Exercise materials
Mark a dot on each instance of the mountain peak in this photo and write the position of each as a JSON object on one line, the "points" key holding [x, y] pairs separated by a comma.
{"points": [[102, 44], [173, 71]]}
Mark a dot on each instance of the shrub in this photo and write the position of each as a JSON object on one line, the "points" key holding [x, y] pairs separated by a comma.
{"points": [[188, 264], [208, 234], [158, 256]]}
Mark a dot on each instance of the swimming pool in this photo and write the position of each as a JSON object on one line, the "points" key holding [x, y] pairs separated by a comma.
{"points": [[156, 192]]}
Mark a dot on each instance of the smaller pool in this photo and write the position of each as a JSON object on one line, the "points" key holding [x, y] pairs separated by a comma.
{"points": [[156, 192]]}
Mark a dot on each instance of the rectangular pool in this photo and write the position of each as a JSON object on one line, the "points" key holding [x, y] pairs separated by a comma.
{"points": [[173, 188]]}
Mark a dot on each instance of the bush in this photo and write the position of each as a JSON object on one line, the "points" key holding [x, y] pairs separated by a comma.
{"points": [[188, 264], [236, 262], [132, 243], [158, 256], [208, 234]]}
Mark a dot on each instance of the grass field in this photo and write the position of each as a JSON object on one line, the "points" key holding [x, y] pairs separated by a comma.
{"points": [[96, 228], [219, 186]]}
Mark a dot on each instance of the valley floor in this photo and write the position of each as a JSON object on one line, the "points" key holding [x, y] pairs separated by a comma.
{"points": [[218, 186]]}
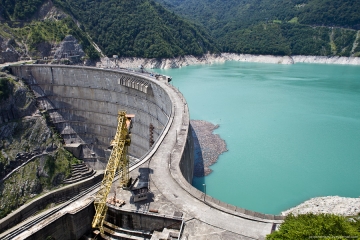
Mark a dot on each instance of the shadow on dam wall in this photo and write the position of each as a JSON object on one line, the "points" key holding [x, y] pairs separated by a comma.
{"points": [[83, 104]]}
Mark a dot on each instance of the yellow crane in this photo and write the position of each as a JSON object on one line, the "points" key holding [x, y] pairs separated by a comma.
{"points": [[118, 159]]}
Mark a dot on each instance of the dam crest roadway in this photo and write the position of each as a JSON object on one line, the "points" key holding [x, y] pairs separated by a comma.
{"points": [[83, 103]]}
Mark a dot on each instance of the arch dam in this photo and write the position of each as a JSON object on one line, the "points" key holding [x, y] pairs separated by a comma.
{"points": [[83, 103]]}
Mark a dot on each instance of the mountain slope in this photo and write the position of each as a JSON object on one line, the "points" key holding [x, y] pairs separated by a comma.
{"points": [[279, 27], [140, 28]]}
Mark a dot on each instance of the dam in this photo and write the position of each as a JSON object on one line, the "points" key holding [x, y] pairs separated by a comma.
{"points": [[83, 103]]}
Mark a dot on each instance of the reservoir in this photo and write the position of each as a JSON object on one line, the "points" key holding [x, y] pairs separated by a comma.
{"points": [[292, 131]]}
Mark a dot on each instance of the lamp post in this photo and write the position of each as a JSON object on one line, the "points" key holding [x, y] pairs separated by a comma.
{"points": [[204, 191]]}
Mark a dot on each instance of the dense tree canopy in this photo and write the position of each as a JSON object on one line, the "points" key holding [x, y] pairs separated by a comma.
{"points": [[19, 9], [138, 28]]}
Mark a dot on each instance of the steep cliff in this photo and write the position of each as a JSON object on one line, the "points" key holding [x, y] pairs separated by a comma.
{"points": [[32, 158]]}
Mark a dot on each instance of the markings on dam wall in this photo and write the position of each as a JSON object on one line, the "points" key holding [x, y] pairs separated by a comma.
{"points": [[133, 82]]}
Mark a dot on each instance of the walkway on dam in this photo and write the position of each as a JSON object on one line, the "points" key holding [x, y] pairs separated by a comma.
{"points": [[166, 183]]}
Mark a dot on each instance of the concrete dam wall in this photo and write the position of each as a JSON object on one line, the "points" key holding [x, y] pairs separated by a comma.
{"points": [[83, 104]]}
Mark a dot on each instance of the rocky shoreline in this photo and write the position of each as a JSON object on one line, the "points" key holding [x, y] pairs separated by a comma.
{"points": [[331, 204], [182, 61], [207, 146]]}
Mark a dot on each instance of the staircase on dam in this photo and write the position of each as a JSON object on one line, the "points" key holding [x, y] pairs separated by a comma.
{"points": [[79, 172]]}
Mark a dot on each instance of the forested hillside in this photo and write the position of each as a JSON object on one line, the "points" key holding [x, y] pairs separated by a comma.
{"points": [[169, 28], [140, 28], [280, 27]]}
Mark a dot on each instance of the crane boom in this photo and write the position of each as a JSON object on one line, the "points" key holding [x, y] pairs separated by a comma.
{"points": [[118, 157]]}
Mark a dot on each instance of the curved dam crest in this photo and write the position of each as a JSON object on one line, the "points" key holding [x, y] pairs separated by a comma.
{"points": [[83, 104]]}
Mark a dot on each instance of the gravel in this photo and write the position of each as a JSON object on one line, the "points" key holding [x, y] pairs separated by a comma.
{"points": [[208, 146], [332, 204]]}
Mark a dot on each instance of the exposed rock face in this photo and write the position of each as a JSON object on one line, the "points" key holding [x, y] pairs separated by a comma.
{"points": [[49, 11], [331, 204], [7, 51], [178, 62], [208, 146], [19, 104], [191, 60], [31, 154], [69, 48]]}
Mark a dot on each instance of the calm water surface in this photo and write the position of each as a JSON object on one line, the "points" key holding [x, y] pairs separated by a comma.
{"points": [[293, 131]]}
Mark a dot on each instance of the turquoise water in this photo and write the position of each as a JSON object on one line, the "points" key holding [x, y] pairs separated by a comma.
{"points": [[292, 131]]}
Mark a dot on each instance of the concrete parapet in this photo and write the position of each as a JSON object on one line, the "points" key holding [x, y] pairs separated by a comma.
{"points": [[88, 99]]}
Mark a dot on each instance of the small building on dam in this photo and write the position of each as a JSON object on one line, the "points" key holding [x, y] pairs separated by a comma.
{"points": [[82, 103]]}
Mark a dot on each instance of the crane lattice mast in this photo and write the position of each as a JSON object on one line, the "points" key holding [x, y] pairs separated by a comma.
{"points": [[118, 159]]}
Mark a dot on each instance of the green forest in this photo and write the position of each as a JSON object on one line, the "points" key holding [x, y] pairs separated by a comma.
{"points": [[138, 28], [170, 28]]}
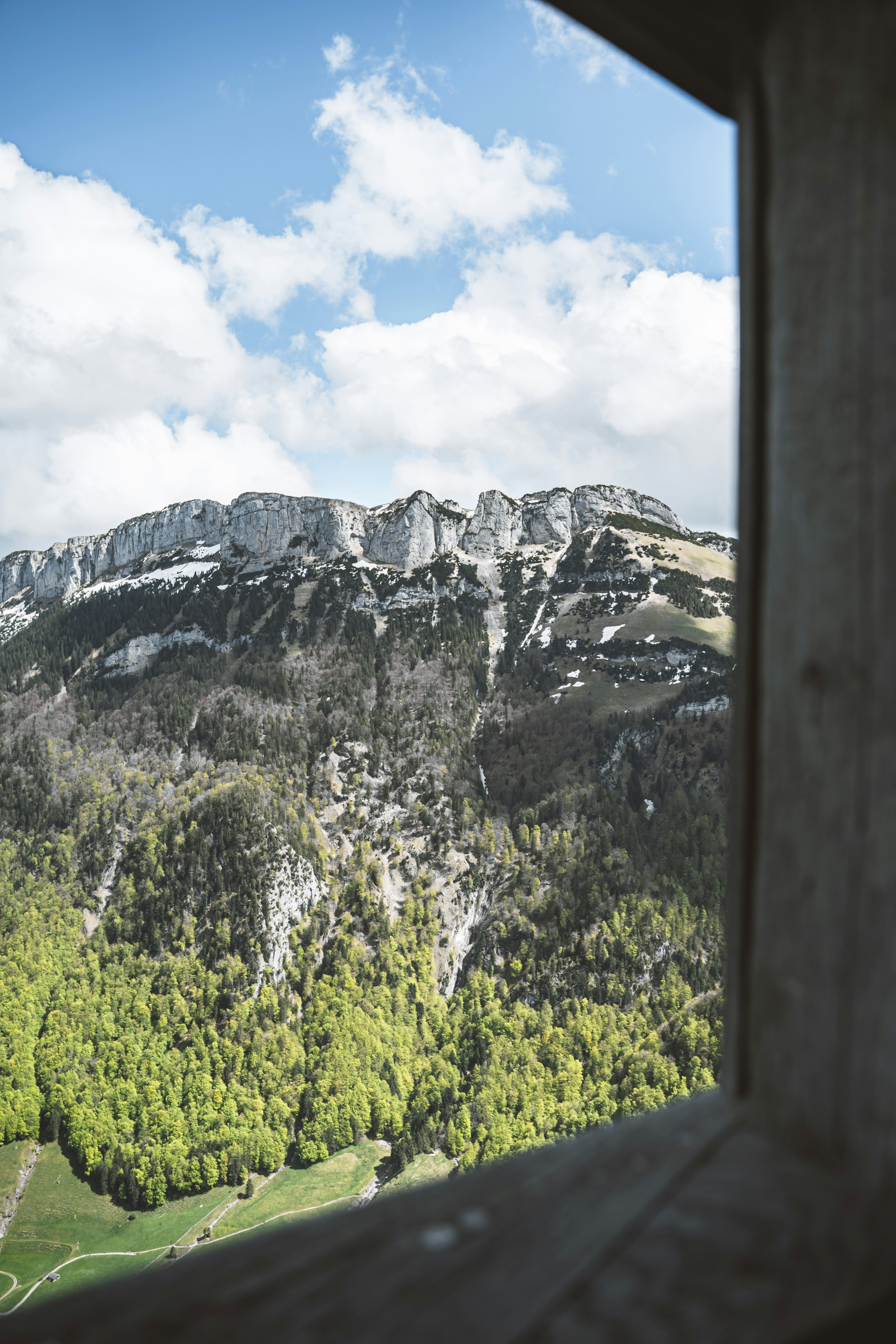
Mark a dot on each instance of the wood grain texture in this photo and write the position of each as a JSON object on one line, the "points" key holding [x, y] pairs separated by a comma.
{"points": [[757, 1249], [823, 999], [694, 44], [518, 1236]]}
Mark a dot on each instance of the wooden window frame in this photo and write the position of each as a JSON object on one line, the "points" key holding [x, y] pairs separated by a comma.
{"points": [[761, 1212]]}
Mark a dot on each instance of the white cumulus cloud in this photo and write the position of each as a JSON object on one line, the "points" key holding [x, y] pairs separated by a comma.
{"points": [[563, 361], [410, 185], [558, 37], [340, 52]]}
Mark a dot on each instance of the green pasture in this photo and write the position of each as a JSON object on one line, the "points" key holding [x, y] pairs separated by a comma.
{"points": [[425, 1169], [655, 616], [61, 1217], [64, 1225], [296, 1193]]}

Assigned task
Leaving out the pictures, return the records exactly as given.

Task response
Mark a dot on each instance of the mountain peak in this photo and write the position of each as a JSON object on one line, the "points" key holding [x, y] pairs separated by a comma.
{"points": [[102, 44], [173, 71]]}
Mark a dot on each instance of the shrub in this photo and write the position of each as a JSON object on one line, the "points" key holding [x, y] pairs separated by a comma.
{"points": [[188, 264], [208, 234], [158, 256]]}
Mark a dot on each instance of the swimming pool in this photo and write the position of each as a JSON object on one line, the "points" key holding [x, y] pairs separated by a comma.
{"points": [[156, 192]]}
Mark a dot on each instance of the smaller pool in this photo and write the position of each as a JSON object on one line, the "points" key holding [x, y] pairs separated by a comma.
{"points": [[156, 192]]}
Mark a dot on each instance of the rectangular pool in this photo and write the position of each as a JSON object on one line, the "points" key holding [x, y] pairs separated by a comma.
{"points": [[173, 188]]}
Mark a dot on each instance of the bush in this photo and write the position of each as a JSON object on one line, the "points" key holding [x, y] pairs separated by a comma.
{"points": [[188, 264], [236, 262], [132, 243], [158, 256], [208, 234]]}
Mark a dot on each instance of the grass field in this photo and write the position of each as a JSON object on one line, the "points" key holding [x, y] pairs separated by a comma.
{"points": [[96, 228], [219, 186]]}
Mark a dot on each instance of the valley floor in this photo and write the position of each as a JSON object on one line, the "points" key holding [x, y] pairs separated by a comma.
{"points": [[218, 186]]}
Mark a dot on each instance of the shadow on dam wall in this photo and write the position of each as a JSON object on one line, the "points" key holding [x, y] pairs separated by a comma.
{"points": [[83, 104]]}
Mark a dot on each instance of the yellow crane in this photo and write the position of each as a JSON object on one line, the "points" key holding [x, y] pairs separated by a comma.
{"points": [[118, 159]]}
Mark a dot on each instance of the dam crest roadway in this photo and write the position of each as a JSON object on one line, the "points" key holding [x, y] pairs separated by a comma.
{"points": [[83, 103]]}
Mark a dot on each instance of the arch dam in this photo and write the position of each as a JSON object on one line, the "points" key holding [x, y] pairs separated by a comma.
{"points": [[83, 103]]}
Mark a dot on each instance of the mountain slope in this photo and write the position of each as a JSON object on one line, the "points" key holding [x, y] pairs separated by a comma.
{"points": [[279, 27], [140, 28]]}
Mark a dot on each instance of the dam in this photo and write the position of each as a JSON object on one line, the "points" key holding [x, y] pairs separated by a comma.
{"points": [[83, 103]]}
Mark a dot on each instance of the reservoir in this photo and write the position of each as a JSON object on one line, the "points" key holding [x, y] pairs separated by a comma.
{"points": [[292, 131]]}
Mark a dot on each instance of the lamp post in this photo and write the position of each as a JSON object on one line, the "points" key holding [x, y] pairs separated by a comma.
{"points": [[204, 191]]}
Mark a dot on each instance of the dense tree canopy in this photo and write the position of each as a JSON object on one line, the "points" key holding [x, y] pairs separated by a comma.
{"points": [[19, 9], [138, 28]]}
Mark a dot on each instance of the steep cliff in this photo and write the position of each as a JSON object on one line, the "points" key holding [x, y] pairs separated by a comma.
{"points": [[32, 158]]}
Mark a dot on each instance of the markings on dam wall in this photo and write the position of each as a JSON object on one line, the "points" key holding [x, y] pairs separated by a comma.
{"points": [[133, 82]]}
Mark a dot on each instance of the walkway on dam in this photo and write the position of each as a JSON object on one line, the "points" key holding [x, y] pairs separated by a comma.
{"points": [[166, 183]]}
Mark a dot on each instance of the concrete dam wall in this photo and write the position of each as a JSON object on one line, the "points" key holding [x, y] pairs separated by a comma.
{"points": [[83, 104]]}
Mark a dot on each instance of the rocky shoreline in this photo and write the position of each as a JSON object on one line, the "points" key holding [x, y] pairs separated by a comma.
{"points": [[331, 204], [182, 61], [207, 146]]}
Mark a dot on each instance of the staircase on dam in this photo and write the position of each as a JSON object on one line, the "points" key holding [x, y] pairs separated by a comma.
{"points": [[79, 172]]}
Mark a dot on each instance of the forested hillside in this photo and write the position of each as a JSON object on one line, the "points" key holding [x, y] pairs separated by a comma.
{"points": [[169, 28], [140, 28], [280, 27]]}
Mark a dot on each instance of the crane boom in this photo and write the position of each as a JSON object on one line, the "points" key holding [x, y] pairs separated by a comma.
{"points": [[118, 157]]}
Mark a dot on each instance of the curved dam crest in this photo and write the position of each as a JSON object on one line, the "points" key holding [x, y] pairs separated by a comma.
{"points": [[83, 104]]}
Mark a dot on each instance of the gravel in this photo and write the position of each as a JSON object on one line, the "points" key holding [x, y] pairs separated by a comma.
{"points": [[208, 146], [332, 204]]}
Mark a dot on each instance of the exposed rock face in this photo and write the position of each as a JSON object on one line, the "points" key holding [x, y] pairs separated by a comma.
{"points": [[49, 11], [331, 204], [7, 51], [178, 62], [208, 146], [19, 104], [191, 60], [31, 154], [69, 48]]}
Mark a dot on each instance of the calm water surface in this photo and write the position of each as a JSON object on one line, the "points" key holding [x, y] pairs separated by a comma.
{"points": [[293, 131]]}
Mark a dot on each instance of the turquoise water in this photo and write the position of each as a JSON object on one line, the "points" key holding [x, y] pairs separated by a comma.
{"points": [[292, 131]]}
Mark a dot on each instance of the concrete parapet in this photo and write the position of each as a JSON object on one line, the "points" key holding [x, y] pairs separated by a comma.
{"points": [[88, 99]]}
Mark a dot on each instance of the small building on dam in this photo and write the position of each as a JSON object on one line, the "points" key holding [x, y] pairs separated by a comma.
{"points": [[82, 103]]}
Mark a dot on each instance of the crane lattice mast in this photo and write the position of each as a JSON object on one line, the "points" key holding [x, y] pairs separated by a comma.
{"points": [[118, 159]]}
Mark a dot on each instance of the green forest in this photo and write the position of each as a JSON object on one line, the "points" key holding [x, y] pairs separated by a comma.
{"points": [[138, 28], [170, 28]]}
Mark a dot on each instance of the wood grain texture in this photo and write the position of each as a JSON object on one line, the "points" key holding [x, y] pairs separated by a comma.
{"points": [[757, 1249], [823, 999], [694, 44], [518, 1236]]}
Mark a dot on each instance of the wooden window frame in this photo and write the position of each as a JSON object on one line, the "points" key holding [x, y] pairs separated by a comma.
{"points": [[761, 1212]]}
Mark a dot on each instance of the white cumulus cloud in this photo and write the position of each as a JSON object on one line, the "points" key holding [x, y] pairs separated by a comma.
{"points": [[563, 361], [410, 185], [558, 37], [340, 52]]}
Mark a dot on each instance of the green pasture in this photo and write the position of each as a JSON object on one line, the "points" key holding [x, y] pairs separated by a comma.
{"points": [[425, 1169], [655, 616], [61, 1217], [64, 1225], [296, 1193]]}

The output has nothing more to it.